++++ DATA SHOWN

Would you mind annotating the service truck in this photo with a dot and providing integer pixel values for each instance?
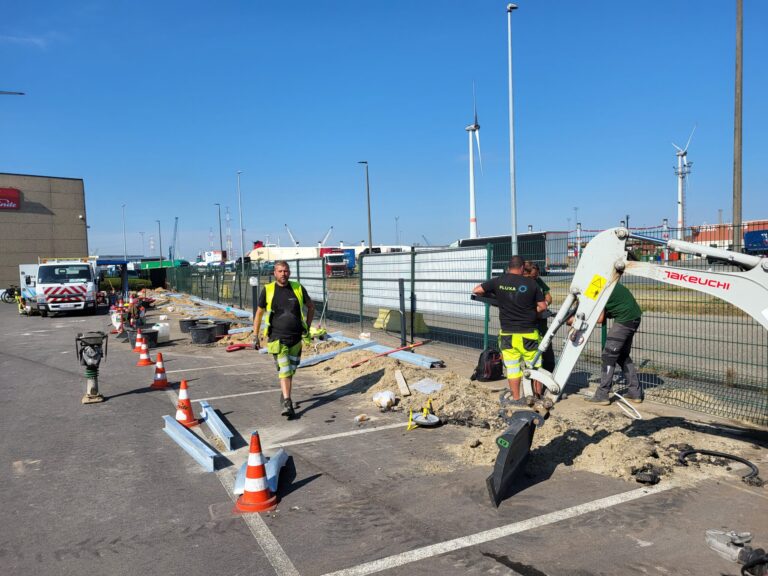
(66, 285)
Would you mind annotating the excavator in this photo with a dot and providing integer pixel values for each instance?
(603, 262)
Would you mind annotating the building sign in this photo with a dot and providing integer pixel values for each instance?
(10, 199)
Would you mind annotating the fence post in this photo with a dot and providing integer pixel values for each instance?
(488, 269)
(325, 294)
(362, 257)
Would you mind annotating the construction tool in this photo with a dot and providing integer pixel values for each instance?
(236, 347)
(388, 352)
(601, 265)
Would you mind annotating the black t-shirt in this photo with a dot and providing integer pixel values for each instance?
(517, 296)
(285, 324)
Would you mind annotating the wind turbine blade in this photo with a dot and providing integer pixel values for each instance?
(691, 136)
(479, 154)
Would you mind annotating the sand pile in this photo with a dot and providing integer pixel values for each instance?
(599, 440)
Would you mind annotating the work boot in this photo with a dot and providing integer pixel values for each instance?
(288, 410)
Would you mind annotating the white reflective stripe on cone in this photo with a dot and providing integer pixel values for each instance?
(255, 484)
(255, 459)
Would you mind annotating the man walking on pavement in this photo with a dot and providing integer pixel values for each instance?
(520, 300)
(286, 326)
(626, 314)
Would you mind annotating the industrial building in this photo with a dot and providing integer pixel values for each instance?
(40, 216)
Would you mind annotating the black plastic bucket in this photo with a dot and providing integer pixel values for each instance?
(222, 327)
(203, 333)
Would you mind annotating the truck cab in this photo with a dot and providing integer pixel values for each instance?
(66, 286)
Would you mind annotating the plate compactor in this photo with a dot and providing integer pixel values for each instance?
(601, 265)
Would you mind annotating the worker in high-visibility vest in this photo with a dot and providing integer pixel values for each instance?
(289, 312)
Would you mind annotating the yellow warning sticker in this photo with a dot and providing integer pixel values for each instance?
(595, 287)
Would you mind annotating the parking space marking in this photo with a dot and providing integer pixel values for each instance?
(240, 394)
(332, 436)
(258, 528)
(206, 368)
(501, 532)
(264, 537)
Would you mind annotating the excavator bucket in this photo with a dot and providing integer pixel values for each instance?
(514, 447)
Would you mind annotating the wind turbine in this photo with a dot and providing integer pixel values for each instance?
(473, 128)
(682, 171)
(325, 238)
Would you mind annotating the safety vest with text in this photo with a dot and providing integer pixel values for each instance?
(270, 294)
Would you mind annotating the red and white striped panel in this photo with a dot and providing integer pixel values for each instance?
(58, 294)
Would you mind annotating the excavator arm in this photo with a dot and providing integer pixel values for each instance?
(605, 260)
(602, 264)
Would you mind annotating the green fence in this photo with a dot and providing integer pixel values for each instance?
(692, 350)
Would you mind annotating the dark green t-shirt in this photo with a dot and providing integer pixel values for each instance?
(622, 306)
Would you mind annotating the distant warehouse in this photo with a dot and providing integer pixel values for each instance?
(40, 216)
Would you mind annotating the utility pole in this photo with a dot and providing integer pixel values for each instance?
(736, 227)
(513, 190)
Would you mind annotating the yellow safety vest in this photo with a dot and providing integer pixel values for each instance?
(270, 294)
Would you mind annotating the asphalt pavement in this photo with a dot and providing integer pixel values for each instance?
(101, 489)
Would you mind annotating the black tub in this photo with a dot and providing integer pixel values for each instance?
(150, 337)
(203, 333)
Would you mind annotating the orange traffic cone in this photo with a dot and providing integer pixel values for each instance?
(184, 414)
(256, 496)
(139, 341)
(144, 359)
(161, 380)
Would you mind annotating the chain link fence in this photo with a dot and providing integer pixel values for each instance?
(692, 350)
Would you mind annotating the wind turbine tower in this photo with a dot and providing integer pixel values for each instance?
(473, 128)
(682, 171)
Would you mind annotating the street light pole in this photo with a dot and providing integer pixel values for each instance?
(125, 244)
(368, 194)
(242, 245)
(160, 240)
(513, 191)
(221, 239)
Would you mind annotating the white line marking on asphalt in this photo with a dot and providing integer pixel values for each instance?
(332, 436)
(241, 394)
(206, 368)
(496, 533)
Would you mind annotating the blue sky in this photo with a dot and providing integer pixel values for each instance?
(159, 104)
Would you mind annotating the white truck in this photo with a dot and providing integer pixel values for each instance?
(65, 285)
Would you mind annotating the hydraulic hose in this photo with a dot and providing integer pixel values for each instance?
(753, 474)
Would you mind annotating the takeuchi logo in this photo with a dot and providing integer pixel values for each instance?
(10, 199)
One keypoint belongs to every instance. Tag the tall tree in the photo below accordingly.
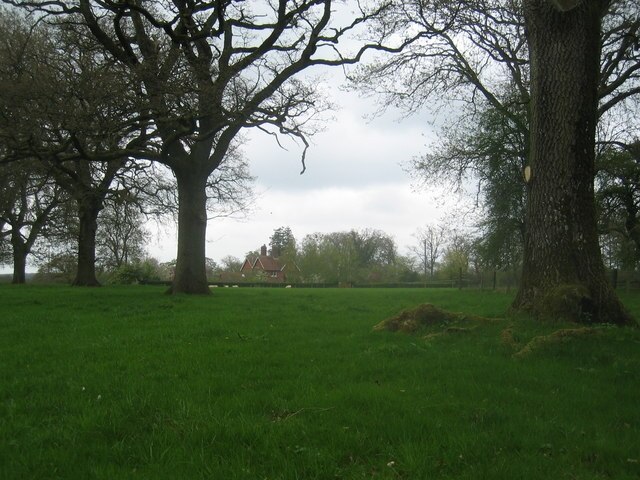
(206, 70)
(431, 241)
(28, 202)
(562, 261)
(479, 51)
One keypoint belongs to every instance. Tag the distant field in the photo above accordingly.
(125, 382)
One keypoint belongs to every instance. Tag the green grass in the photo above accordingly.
(294, 384)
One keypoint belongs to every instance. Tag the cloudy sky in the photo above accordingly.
(355, 178)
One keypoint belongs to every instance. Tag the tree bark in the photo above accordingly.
(563, 273)
(191, 275)
(20, 253)
(88, 210)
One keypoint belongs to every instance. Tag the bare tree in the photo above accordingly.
(206, 70)
(431, 240)
(28, 202)
(480, 50)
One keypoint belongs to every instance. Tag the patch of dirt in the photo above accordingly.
(425, 315)
(507, 338)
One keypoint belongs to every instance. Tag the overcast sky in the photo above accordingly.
(355, 178)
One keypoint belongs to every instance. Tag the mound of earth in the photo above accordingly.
(413, 320)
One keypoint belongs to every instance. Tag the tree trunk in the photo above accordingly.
(191, 274)
(20, 253)
(563, 274)
(88, 210)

++++++++

Retype the whole listing, keeping every line identical and omitting all pictures.

Would you mind annotating the service truck in this photo with a dot and providing integer pixel values for each instance?
(66, 285)
Would you mind annotating the excavator in this photo with a dot and providing integer pixel values for each instance?
(603, 262)
Would you mind annotating the building sign in this photo with a dot and providing integer pixel values for each instance?
(10, 199)
Would you mind annotating the fence post in this photo with a dot and providing integer pixel values for each instance?
(488, 269)
(325, 294)
(362, 257)
Would you mind annotating the construction tool in this photo with a dot and providing integer pixel values for each instance?
(236, 347)
(388, 352)
(601, 265)
Would you mind annotating the black t-shirt in this photo with a dot and providing integer pixel values for each instance?
(517, 296)
(285, 324)
Would you mind annotating the wind turbine blade in this photo with a dot and providing integer pixel values for each instance?
(691, 136)
(479, 154)
Would you mind annotating the sand pile in this photo with a dot and providing integer pixel values for each instance?
(599, 440)
Would you mind annotating the work boot in this photo with a dot and providing integer pixel values for each instance?
(288, 410)
Would you mind annotating the white reflective stripe on cone in this photo with a dot and providing integer pixel values for each instance?
(255, 484)
(255, 459)
Would you mind annotating the man walking on pavement in this photo with a dot and providing integer pixel values for each instance?
(520, 300)
(286, 326)
(626, 314)
Would you mind annotating the industrial building in this photo with a dot and providing integer pixel values for each instance?
(40, 216)
Would you mind annotating the black plastic bucket in this photo with a dot and providing integer pixel values for each instance?
(222, 327)
(203, 333)
Would you mind annotating the truck cab in this photo with a dot and providing integer pixel values for each instance?
(66, 286)
Would you mind annotating the plate compactor in this photo with a dot and providing integer pixel values for each instance?
(601, 265)
Would you mind annotating the worker in high-visibility vest in this photo with a dot and providing integer pixel values for each instance?
(289, 312)
Would you mind annotating the yellow warning sticker in this photo with a dot and providing integer pixel values for each instance?
(595, 287)
Would you mind annotating the parking space marking in this photo with a dot and providing integer pixel values for each instance?
(240, 394)
(332, 436)
(258, 528)
(206, 368)
(501, 532)
(264, 537)
Would you mind annotating the excavator bucket in this photo with a dot and providing integer pixel values for each instance?
(514, 447)
Would you mind annotating the wind turbine in this photo with a dot and providing integer pixel values for each instance?
(473, 128)
(682, 171)
(325, 238)
Would you mind annotating the safety vest with text in this photo with a dot and providing integer pixel values for each instance?
(270, 294)
Would you mind annotating the red and white striped panel in this photo with a dot and providing integer pixel values for each instance?
(58, 294)
Would you mind annotating the excavator arm in this photo with a dot and providing integer pixel values for each instance?
(605, 260)
(602, 264)
Would you mind annotating the green fence in this photo with a dot and providing integer pixel values for each instance?
(692, 350)
Would you mind annotating the dark green t-shirt in this photo with a dot and providing integer pixel values for each instance?
(622, 306)
Would you mind annotating the distant warehouse in this photo with a dot and providing integer pixel values for each instance?
(40, 216)
Would you mind annotating the utility pole in this photo with a dot and providing integer pixel values for each instance?
(736, 227)
(513, 190)
Would you mind annotating the yellow safety vest in this photo with a dot and providing integer pixel values for each instance?
(270, 294)
Would you mind annotating the asphalt pavement in this photo with a dot and providing integer pixel values for each instance?
(101, 489)
Would you mind annotating the black tub in this photo with a dot and providing integer pixel values for each instance?
(150, 337)
(203, 333)
Would you mind annotating the orange traffic cone in this photo with a dot and providing integer pixel values for each instance?
(184, 414)
(256, 496)
(139, 341)
(144, 359)
(161, 380)
Would you mind annotating the chain link fence in this photo with a dot and providing integer pixel values for each instance?
(692, 350)
Would you mind annotating the wind turbine tower in this photo with a dot and providing integer pixel values for each instance?
(473, 128)
(682, 171)
Would you mind annotating the street light pole in this photo with a dot and providing integer pixel values for each instance?
(125, 244)
(368, 194)
(242, 245)
(160, 240)
(513, 191)
(221, 239)
Would you mind annotating the white line marking on asphalt in this photo with a dot and providing integer pixel values for each instance?
(332, 436)
(241, 394)
(206, 368)
(496, 533)
Would you mind annotating the blue sky in this photo with a dot and providing integer pixel values for each instance?
(159, 104)
Would you mind annotating the white truck in this photo with a dot and providing integer pixel values for each instance?
(65, 285)
Would you mind annotating the hydraulic hose in this photo with a dot and providing integer pixel values for each instance?
(753, 474)
Would you mind annotating the takeuchi logo in this photo with a dot and providing integer pixel values for each instance?
(10, 199)
One keypoint belongs to every instance. Tag the tall tree in the photo below accordingly.
(206, 70)
(431, 241)
(28, 202)
(562, 261)
(479, 51)
One keypoint belongs to every instance. Tag the distant field in the photo above accordingly.
(125, 382)
One keypoint belongs to every instance. Tag the green grass in the photo above accordingly.
(294, 384)
One keypoint belongs to every instance. Tag the cloudy sky in the photo above accordingly.
(355, 178)
One keypoint belongs to every instance. Tag the tree bark in the photo above accordingly.
(563, 273)
(191, 275)
(20, 253)
(88, 210)
One keypoint belongs to every instance. Tag the bare tree in the photo above accordingly.
(206, 70)
(431, 240)
(28, 202)
(480, 50)
One keypoint belongs to every instance. Tag the patch of dirt in the photo above accordingly.
(425, 315)
(507, 338)
One keypoint belongs to every instance. Tag the overcast sky in the photo above accordingly.
(355, 178)
One keypoint belongs to every instance. Tag the mound of earth in the photo above accordingly.
(413, 320)
One keypoint belongs to every instance. Tag the tree trunk in the photo above accordingly.
(191, 274)
(20, 253)
(563, 274)
(88, 210)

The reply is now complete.